Задание A
Перепиши записи от строки с "the wooden support" до строки с "<point>226,73</point>" включительно, заменив "support beam" на "roof beam"; все остальное оставь как есть.

На Большой Ордынке. Окончание

топ 100 блогов tareeva08.12.2020

В прошлых постах я рассказывала о том, как мы переехали на Ордынку и как мы осваивали этот район. Я рассказала о магазинах, рынке и других учреждениях бытового обслуживания, которых здесь было гораздо больше, чем на Войковской. Это было очень удобно – но и только. Главные преимущества нашего нового места жительства были в другом – в, если можно так выразиться, предприятиях культурного обслуживания, которых в пределах пешеходной доступности было множество.

Было несколько музеев, в частности музей Тропинина, куда я пошла буквально на следующий день после переезда на новую квартиру. Пошла одна. Картины я предпочитаю смотреть одна. Тропинина я совсем не знала, помнила только его знаменитую «Кружевницу» и один мужской портрет. Может быть, я их помнила, потому что они висели в Третьяковке, а может, они не висели в Третьяковке и я их знала только по репродукциям. А тут был целый музей. Я провела в нем несколько часов, и Тропинин мне понравился. Я стала часто наведываться в этот музей. Очень удобно, когда музей рядом. Можно бывать там часто и постепенно постигать мир художника. Тропинин был крепостным, и мне кажется, это его крепостное состояние отразилось на его живописи. А может, если бы я не знала о том, что он крепостной, то ничего бы этого не заметила, и вообще, может, мне это показалось. Общим настроением его картин было какое-то смирение и кротость.

Задание B
Переведи на английский это предложение из исходного текста: «Тропинин был крепостным, и мне кажется, это его крепостное состояние отразилось на его живописи».

Данные задания
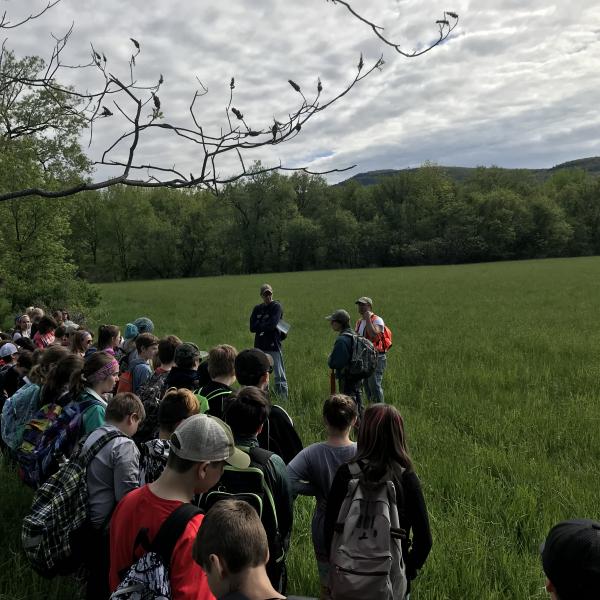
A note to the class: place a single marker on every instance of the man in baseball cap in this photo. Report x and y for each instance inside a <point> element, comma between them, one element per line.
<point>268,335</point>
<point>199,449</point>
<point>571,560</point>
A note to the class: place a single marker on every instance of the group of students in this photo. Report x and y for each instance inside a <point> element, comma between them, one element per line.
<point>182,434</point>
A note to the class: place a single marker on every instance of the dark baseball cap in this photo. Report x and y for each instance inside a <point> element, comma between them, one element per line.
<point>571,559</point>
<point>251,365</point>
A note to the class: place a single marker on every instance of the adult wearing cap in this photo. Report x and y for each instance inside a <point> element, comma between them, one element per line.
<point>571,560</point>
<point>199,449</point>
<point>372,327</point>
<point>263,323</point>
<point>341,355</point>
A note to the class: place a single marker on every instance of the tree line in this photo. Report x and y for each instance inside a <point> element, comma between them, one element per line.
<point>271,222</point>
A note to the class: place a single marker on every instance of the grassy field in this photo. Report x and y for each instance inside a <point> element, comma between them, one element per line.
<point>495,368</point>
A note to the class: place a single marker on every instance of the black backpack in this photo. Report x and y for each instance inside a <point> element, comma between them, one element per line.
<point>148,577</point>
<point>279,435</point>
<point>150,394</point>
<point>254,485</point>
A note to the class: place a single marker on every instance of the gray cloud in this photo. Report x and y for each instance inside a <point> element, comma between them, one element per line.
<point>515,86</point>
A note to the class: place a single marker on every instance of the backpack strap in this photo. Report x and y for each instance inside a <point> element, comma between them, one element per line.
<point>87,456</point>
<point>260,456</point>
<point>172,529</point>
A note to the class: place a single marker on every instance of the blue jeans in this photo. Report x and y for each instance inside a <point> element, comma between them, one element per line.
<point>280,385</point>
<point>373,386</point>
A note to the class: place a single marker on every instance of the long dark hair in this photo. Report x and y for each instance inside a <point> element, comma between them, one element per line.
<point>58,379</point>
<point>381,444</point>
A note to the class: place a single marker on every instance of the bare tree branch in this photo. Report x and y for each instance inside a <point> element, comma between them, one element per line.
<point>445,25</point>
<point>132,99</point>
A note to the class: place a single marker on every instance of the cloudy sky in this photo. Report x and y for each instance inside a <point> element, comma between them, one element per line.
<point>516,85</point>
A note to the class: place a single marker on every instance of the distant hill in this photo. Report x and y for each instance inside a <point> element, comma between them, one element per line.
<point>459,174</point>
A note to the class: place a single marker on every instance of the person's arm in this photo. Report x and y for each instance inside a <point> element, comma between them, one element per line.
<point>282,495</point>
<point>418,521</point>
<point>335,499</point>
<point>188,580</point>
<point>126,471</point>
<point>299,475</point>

==

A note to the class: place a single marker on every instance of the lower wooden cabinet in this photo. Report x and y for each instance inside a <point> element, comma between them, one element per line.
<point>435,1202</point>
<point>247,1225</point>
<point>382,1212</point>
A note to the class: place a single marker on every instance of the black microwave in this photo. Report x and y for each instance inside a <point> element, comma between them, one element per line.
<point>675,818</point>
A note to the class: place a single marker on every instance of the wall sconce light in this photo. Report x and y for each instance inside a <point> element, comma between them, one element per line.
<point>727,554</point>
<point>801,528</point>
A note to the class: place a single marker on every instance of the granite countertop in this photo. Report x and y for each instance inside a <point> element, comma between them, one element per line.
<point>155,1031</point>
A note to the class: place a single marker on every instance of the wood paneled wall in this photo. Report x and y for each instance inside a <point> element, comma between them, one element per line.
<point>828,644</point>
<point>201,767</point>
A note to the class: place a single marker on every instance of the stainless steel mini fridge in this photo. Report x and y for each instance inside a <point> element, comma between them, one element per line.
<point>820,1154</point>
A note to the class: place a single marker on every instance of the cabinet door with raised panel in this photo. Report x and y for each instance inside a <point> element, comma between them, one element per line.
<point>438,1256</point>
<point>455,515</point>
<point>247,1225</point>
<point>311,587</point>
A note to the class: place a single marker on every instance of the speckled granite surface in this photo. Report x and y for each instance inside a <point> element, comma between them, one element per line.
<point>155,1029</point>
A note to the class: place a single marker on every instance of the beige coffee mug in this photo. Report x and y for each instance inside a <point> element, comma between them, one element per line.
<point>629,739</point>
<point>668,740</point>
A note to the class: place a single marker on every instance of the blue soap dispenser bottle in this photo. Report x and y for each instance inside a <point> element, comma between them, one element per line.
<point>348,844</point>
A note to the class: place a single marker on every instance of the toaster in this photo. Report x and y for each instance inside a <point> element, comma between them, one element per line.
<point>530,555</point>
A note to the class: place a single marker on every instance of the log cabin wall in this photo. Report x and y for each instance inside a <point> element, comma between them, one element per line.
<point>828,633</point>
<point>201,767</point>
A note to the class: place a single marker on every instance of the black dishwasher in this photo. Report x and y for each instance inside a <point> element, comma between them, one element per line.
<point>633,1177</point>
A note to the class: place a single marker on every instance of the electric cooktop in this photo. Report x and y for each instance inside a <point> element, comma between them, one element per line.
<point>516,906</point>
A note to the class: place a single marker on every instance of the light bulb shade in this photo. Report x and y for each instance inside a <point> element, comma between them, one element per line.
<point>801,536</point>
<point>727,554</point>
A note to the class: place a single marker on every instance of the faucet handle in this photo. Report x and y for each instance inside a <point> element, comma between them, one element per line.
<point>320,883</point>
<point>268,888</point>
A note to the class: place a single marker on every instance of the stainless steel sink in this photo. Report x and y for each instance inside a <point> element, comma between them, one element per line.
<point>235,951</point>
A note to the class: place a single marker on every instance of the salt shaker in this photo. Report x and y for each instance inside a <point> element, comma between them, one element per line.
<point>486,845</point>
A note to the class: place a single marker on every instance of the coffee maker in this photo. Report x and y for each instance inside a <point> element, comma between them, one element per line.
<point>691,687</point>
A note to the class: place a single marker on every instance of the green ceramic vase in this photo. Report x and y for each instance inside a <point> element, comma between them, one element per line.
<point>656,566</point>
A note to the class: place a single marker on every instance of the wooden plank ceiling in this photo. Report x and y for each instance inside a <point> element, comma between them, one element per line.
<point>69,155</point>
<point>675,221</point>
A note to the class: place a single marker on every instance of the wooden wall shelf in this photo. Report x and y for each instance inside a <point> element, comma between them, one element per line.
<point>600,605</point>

--

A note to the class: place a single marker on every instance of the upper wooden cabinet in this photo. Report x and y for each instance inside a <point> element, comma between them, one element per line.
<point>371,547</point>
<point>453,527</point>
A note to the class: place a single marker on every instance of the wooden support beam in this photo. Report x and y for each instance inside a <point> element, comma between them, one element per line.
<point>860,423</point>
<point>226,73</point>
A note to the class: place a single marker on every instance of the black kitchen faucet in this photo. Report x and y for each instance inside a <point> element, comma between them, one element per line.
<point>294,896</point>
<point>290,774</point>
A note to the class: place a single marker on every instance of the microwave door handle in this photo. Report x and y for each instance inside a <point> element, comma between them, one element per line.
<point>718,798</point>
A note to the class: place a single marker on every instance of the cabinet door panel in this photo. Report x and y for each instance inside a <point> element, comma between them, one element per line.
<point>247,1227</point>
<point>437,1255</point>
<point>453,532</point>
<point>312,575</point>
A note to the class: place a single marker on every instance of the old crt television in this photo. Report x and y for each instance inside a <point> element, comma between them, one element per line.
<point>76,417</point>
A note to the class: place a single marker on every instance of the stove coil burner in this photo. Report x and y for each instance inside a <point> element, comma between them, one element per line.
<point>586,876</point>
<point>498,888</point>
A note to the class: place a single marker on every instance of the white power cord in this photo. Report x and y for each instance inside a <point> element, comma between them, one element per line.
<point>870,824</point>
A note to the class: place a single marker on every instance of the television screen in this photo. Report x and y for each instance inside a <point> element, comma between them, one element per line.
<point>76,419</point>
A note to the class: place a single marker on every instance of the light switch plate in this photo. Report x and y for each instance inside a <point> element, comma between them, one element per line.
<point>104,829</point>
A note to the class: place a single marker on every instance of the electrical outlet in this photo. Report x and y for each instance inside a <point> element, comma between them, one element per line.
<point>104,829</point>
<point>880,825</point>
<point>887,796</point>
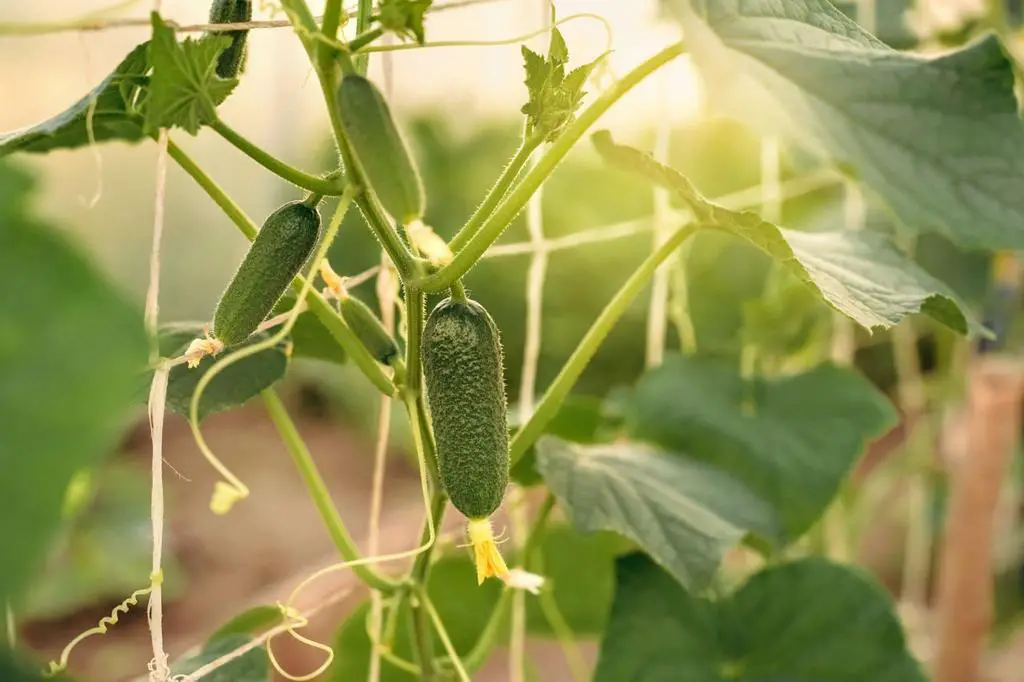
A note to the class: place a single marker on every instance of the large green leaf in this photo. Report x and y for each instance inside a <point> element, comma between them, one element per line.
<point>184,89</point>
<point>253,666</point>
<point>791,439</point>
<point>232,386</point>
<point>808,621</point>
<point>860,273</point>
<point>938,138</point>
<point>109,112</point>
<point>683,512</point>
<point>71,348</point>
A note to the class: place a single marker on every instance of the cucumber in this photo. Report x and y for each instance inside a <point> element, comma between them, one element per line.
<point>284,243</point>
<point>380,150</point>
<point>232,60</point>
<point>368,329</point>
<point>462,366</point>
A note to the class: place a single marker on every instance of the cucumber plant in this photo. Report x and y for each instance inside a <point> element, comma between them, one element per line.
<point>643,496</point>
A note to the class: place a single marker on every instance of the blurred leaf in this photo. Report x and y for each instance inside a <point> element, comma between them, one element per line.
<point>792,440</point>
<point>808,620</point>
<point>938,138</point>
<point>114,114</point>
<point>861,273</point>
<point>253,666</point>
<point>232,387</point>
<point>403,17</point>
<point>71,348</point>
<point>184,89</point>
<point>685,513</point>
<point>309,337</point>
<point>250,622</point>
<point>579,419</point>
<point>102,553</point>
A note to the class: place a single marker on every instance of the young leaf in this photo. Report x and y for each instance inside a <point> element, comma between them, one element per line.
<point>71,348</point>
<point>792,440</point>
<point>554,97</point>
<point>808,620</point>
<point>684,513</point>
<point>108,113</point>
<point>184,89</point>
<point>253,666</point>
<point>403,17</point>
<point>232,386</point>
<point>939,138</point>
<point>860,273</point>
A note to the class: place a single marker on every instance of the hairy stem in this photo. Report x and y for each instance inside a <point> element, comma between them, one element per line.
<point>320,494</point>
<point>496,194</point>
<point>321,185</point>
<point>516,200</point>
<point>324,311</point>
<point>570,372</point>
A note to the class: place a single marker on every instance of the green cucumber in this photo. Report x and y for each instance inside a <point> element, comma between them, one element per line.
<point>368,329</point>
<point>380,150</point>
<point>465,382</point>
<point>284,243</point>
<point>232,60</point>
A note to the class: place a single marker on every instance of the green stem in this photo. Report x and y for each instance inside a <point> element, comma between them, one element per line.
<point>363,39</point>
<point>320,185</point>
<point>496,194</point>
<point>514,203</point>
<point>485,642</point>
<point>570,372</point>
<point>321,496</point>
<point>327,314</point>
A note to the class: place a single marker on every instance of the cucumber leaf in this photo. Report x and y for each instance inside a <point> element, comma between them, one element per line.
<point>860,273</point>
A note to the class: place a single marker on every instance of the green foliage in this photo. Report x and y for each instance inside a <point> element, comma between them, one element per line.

Ответ A
A note to the class: place a single marker on every instance of the wooden roof beam in this photo. Report x and y for each instance inside a <point> element, comma between them, one element per line.
<point>860,423</point>
<point>226,73</point>

Ответ B
Tropinin was a serf, and it seems to me that his status as a serf was reflected in his painting.